Text to read =
# # # # #
Challenge 03: design a monitoring and alerting strategy

Estimated Time and Cost

75-90 min | Estimated cost: $5-15 | Exam Weight: 25-30%

Introduction

TailSpin Toys operates a global e-commerce platform built on Azure. Their architecture includes an Azure Front Door for global load balancing, Azure App Services in two regions (East US and West Europe), Azure SQL Database with geo-replication, Azure Cache for Redis, and Azure Functions for order processing. The platform handles 50,000 concurrent users during peak hours and has defined the following service level objectives (SLOs):

Homepage load time: under 2 seconds (p95)
API response time: under 500ms (p95)
Order processing: completed within 30 seconds
Platform availability: 99.95% monthly uptime

Currently, the team only discovers outages when customers complain on social media. There are no proactive alerts, no dashboards for executive visibility, and no automated remediation. Last Black Friday, a Redis cache exhaustion issue caused a 45-minute outage that cost $2M in lost revenue. The operations team wants to detect and respond to similar issues automatically in the future.

Your task is to design a comprehensive monitoring and alerting strategy that provides early warning of degradation, automated responses to known failure patterns, and executive-level visibility into platform health.

Exam skills covered

Recommend a monitoring solution
Recommend a logging solution
Recommend a solution for routing logs

Design tasks

Part 1: monitoring architecture design

Design the monitoring stack for TailSpin Toys, specifying:
- Which Azure Monitor features to use for each tier (infrastructure, application, business)
- Where Application Insights fits vs. Azure Monitor Metrics vs. Log Analytics
- How to achieve end-to-end transaction tracing across Front Door, App Service, Functions, and SQL
Create a monitoring coverage matrix:

Monitoring Coverage Matrix

Click each cell to reveal the answer. Think about your answer first!
# # # # #
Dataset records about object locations
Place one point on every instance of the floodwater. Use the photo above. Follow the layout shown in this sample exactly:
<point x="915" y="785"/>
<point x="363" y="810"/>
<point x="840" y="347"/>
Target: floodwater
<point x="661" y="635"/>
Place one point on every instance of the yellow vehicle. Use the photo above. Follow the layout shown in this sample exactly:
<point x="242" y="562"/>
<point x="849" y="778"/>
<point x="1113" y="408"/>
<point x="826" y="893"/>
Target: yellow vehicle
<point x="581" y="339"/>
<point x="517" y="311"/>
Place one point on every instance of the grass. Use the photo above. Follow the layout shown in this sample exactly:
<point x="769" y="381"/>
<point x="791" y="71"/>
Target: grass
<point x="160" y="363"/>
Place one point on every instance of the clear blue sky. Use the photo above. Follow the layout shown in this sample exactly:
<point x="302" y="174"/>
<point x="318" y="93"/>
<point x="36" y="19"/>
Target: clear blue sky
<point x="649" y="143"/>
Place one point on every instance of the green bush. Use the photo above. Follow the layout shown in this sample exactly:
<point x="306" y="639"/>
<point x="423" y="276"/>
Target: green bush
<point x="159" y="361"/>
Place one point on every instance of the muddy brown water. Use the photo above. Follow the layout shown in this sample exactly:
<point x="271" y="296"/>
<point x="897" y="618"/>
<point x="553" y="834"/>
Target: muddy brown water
# # # # #
Instructions to follow = Can you write what comes next in the TailSpin Toys monitoring challenge, picking up right after its last line?

Exercise output =
	Metrics to Monitor	Alert Threshold	Data Source
Front Door	?	?	?
App Service	?	?	?
SQL Database	?	?	?
Redis Cache	?	?	?
Azure Functions	?	?	?

Part 2: alert design

Design alert rules for each SLO, specifying:
- Metric or log-based alert type
- Evaluation frequency and aggregation window
- Severity level (0-4)
- Dynamic vs. static thresholds (and why)
Design a multi-stage alerting strategy:
- Warning (early degradation): Notify operations channel
- Critical (SLO breach imminent): Page on-call engineer
- Emergency (active outage): Trigger automated remediation + page leadership
Design action groups for each alert severity:
- Notification channels (email, SMS, Teams, PagerDuty)
- Automated actions (Azure Functions, Logic Apps, runbooks)
- Escalation paths

Part 3: automated remediation

Design an automated response for the Redis cache exhaustion scenario:
- Detection: What metric/pattern indicates cache pressure before failure?
- Response: What automated action prevents the outage?
- Validation: How do you verify the remediation worked?
Design autoscale rules for App Service that respond to:
- CPU utilization exceeding 70% for 5 minutes
- HTTP queue length exceeding 100 requests
- Custom metric: orders-per-second exceeding capacity threshold

Part 4: dashboards and workbooks

Design an executive dashboard showing:
- Current SLO compliance (uptime percentage this month)
- Revenue at risk (based on error rates)
- Regional health comparison
- Trend analysis (week-over-week performance)
Design an operational workbook for the on-call engineer that provides:
- Real-time service health across all components
- Drill-down from high-level health to specific failing requests
- Correlation of alerts with deployment events

Part 5: deploy proof of concept

Deploy Application Insights and configure at least one alert rule with an action group that demonstrates the end-to-end alerting pipeline.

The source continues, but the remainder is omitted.